> **Given task**
Which lines in the entries below contain the word "like"? Report each of those lines in full.

— START Given records —

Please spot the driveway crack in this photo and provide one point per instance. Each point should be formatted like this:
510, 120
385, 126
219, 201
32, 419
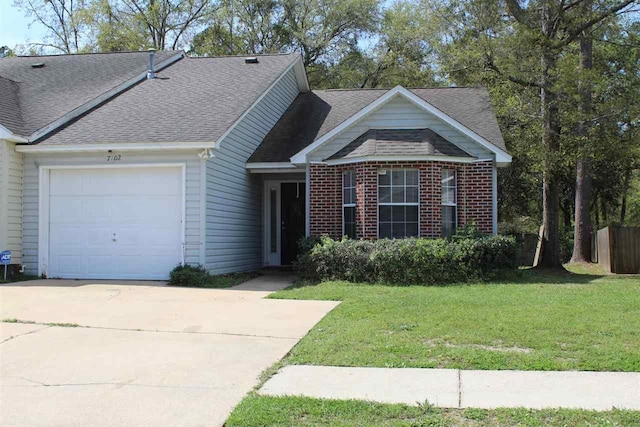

— END Given records —

> **Exercise response**
Please spot the driveway crack in this photo and provide one point per instance. Each point should be formatted like this:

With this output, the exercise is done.